# TEXT
------------------------------------------------------------

When owners of malls gave rent relief to their tenants,  office occupiers started asking their own landlords for the same relief.

The landlords, on the other hand, are also looking to find relief elsewhere such as  reprieve on corporate loans which has yet to happen.

In the meantime, both continue to spend on salaries of their employees and some other fixed expenses which are draining the well of cash.

Colliers International suggests that occupiers should look at possible ‘gives’ to the landlords in exchange for rent relief, rent abatement, adjustment in the dates of handover, lease and rent commencement, longer rent-free fit-out period, etc.

These include applying  the advance rent to the last three months of the lease term and  then apply the security deposit after the advance rent subject to replenishment immediately thereafter the pandemic; rental deferment for a few months in exchange for a longer lease term equivalent to the length of the rent deferment period; rental discount for the duration of the pandemic to be paid by the occupier 12 months after in cash or in staggered basis; rent-free within the lease term can be exchanged and applied;

modification of the rent and escalation structure to recover the rent relief extended; adjustment in other fixed charges like common area charges and aircon charges equivalent to the savings on water and power consumption; waiver of parking and signage rentals; removal of the pre-termination option, removal of the “no reinstatement” provision; removal or modification of the sublease and assignment provision;  among others.

------------------------------------------------------------

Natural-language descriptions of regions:
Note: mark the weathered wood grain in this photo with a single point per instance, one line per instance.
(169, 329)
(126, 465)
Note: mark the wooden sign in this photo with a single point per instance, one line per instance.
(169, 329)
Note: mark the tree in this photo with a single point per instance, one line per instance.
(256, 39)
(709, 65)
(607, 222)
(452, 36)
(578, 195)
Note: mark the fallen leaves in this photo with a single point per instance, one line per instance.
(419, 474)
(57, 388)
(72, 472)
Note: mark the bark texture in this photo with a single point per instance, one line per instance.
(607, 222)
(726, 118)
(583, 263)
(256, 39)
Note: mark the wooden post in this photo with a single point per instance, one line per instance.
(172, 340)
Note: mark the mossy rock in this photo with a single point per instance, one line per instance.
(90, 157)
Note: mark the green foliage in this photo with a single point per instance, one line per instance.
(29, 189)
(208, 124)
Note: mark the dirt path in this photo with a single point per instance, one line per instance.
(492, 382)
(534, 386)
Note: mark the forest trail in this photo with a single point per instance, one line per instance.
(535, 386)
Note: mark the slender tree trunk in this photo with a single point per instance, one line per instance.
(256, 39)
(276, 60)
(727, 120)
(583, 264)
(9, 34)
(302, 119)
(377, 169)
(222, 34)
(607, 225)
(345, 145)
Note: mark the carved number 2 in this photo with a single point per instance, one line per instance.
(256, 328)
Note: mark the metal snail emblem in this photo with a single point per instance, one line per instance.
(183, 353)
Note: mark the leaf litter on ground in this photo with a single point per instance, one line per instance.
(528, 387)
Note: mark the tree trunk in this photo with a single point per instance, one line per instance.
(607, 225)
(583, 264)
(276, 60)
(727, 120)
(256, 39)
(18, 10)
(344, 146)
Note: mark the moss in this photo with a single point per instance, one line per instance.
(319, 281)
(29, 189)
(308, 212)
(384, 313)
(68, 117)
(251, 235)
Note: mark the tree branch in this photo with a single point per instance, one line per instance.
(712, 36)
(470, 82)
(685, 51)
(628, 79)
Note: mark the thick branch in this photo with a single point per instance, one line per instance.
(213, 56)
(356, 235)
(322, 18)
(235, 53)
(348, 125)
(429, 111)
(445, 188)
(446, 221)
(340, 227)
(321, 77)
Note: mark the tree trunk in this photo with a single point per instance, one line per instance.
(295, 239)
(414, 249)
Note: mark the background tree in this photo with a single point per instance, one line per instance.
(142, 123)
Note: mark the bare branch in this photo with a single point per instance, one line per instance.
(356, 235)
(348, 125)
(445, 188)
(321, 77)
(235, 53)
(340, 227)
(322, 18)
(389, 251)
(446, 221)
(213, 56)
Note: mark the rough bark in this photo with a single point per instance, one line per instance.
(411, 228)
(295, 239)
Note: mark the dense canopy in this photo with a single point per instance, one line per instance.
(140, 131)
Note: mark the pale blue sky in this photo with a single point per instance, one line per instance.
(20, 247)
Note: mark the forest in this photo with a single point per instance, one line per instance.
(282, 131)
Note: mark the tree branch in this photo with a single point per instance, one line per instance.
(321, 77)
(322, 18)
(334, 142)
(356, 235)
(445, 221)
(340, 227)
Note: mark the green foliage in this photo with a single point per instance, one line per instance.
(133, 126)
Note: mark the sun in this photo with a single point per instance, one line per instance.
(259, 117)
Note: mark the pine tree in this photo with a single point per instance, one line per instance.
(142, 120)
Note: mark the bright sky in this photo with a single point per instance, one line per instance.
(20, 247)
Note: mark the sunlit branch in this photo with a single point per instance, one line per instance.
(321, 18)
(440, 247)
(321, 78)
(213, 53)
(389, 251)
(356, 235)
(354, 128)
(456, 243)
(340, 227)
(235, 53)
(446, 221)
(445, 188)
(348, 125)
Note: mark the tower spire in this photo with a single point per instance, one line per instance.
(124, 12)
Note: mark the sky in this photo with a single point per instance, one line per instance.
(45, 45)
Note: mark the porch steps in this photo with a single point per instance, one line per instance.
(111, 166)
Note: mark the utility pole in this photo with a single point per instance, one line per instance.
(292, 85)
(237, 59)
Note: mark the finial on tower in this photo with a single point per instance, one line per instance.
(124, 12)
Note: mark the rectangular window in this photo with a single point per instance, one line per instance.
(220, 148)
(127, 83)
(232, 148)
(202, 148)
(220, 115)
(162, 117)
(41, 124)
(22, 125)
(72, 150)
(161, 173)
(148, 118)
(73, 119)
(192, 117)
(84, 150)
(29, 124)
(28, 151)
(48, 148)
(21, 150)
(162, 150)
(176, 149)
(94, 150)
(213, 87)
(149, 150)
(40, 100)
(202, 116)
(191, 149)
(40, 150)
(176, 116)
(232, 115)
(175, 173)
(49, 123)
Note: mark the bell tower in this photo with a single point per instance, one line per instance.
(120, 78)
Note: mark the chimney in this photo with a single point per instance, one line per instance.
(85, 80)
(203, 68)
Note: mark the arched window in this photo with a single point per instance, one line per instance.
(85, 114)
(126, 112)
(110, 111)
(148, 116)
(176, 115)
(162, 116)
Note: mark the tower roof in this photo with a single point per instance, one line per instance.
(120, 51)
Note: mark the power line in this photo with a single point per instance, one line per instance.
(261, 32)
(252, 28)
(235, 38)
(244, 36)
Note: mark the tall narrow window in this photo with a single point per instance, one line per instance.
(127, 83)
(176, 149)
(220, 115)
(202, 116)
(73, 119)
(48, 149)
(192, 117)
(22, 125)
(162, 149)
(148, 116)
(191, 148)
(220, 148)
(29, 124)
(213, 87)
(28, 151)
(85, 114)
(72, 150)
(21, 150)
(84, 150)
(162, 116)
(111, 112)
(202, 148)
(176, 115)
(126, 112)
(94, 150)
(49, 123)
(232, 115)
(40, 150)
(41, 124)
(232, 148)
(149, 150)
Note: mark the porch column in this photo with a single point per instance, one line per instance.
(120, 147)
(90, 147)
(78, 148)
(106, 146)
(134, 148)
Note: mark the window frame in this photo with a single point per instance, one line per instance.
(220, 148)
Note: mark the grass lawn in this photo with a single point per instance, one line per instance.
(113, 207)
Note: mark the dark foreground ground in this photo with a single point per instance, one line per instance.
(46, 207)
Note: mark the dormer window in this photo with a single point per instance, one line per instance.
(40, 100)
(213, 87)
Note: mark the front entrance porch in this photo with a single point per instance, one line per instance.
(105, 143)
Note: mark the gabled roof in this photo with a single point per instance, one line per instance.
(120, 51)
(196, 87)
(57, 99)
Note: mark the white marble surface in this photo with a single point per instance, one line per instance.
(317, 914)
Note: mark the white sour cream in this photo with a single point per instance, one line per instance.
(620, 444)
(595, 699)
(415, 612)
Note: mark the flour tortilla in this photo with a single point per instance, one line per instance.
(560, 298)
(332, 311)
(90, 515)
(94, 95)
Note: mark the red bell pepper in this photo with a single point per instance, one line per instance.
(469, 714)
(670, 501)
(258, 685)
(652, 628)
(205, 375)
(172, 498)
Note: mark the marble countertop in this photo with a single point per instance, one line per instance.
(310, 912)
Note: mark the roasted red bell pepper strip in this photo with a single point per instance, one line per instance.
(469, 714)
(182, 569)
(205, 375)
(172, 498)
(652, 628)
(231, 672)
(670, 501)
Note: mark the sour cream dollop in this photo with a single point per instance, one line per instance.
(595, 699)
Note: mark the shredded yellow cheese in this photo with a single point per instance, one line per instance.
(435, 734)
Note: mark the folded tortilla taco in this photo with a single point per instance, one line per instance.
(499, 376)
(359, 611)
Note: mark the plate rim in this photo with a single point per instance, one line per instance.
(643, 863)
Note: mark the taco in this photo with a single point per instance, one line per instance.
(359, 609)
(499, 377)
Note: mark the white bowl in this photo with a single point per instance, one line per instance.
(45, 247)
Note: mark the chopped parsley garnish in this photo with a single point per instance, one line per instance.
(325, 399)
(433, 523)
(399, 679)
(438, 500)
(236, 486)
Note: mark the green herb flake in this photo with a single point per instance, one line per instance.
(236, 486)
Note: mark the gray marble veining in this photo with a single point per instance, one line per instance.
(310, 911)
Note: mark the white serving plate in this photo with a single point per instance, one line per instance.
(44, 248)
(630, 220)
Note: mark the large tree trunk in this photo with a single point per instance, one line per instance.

------------------------------------------------------------

# COMPLETE THE FOLLOWING
[1] Rewrite the paragraph of the rent relief text that begins "Colliers International suggests" in a shorter form, keeping its main facts.
[2] Give everything from "When owners of" down to "yet to happen." in the rent relief text again, changing "landlords" to "property owners".
The listing is separate material and is not part of the rent relief text.

# RESPONSES FOR EACH TASK
[1] Colliers International advises occupiers to consider possible "gives" to landlords in return for rent relief, rent abatement, adjusted handover, lease and rent commencement dates, a longer rent-free fit-out period, and similar concessions.

[2]
When owners of malls gave rent relief to their tenants,  office occupiers started asking their own property owners for the same relief.

The property owners, on the other hand, are also looking to find relief elsewhere such as  reprieve on corporate loans which has yet to happen.